Exercise goal — Begin at the line below that contains "[point] every instance of the scattered". Repeat it and all remaining lines of the records exactly.

━━━━━━━━━━

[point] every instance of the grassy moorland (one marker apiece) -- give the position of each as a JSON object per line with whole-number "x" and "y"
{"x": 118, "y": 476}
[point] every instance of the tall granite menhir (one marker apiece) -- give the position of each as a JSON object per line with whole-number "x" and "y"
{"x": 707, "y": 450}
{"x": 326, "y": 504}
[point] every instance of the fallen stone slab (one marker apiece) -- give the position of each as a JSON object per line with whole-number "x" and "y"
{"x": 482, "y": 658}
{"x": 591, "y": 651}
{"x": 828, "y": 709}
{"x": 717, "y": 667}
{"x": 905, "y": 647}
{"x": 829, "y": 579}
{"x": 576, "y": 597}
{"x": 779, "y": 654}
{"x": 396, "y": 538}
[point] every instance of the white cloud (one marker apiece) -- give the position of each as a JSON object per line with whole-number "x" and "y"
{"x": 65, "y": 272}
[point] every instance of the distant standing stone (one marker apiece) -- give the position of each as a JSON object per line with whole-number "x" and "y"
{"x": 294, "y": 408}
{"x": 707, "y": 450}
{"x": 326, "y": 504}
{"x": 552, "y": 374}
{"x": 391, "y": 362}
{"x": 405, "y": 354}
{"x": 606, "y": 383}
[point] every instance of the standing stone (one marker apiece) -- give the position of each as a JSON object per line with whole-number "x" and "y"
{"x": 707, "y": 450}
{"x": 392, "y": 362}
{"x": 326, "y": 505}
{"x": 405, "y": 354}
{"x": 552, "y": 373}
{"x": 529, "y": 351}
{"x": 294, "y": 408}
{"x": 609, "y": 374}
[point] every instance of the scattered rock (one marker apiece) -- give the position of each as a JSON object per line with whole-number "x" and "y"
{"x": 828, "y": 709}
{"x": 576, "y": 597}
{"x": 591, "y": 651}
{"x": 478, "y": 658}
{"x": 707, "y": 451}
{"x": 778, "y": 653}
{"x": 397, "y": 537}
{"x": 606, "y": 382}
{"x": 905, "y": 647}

━━━━━━━━━━

Response to the task —
[point] every instance of the scattered rock (one marker apiece) -- give the position of each as a JSON object per line with whole-number "x" and "y"
{"x": 828, "y": 709}
{"x": 576, "y": 597}
{"x": 591, "y": 651}
{"x": 478, "y": 658}
{"x": 707, "y": 451}
{"x": 778, "y": 653}
{"x": 397, "y": 537}
{"x": 606, "y": 382}
{"x": 905, "y": 647}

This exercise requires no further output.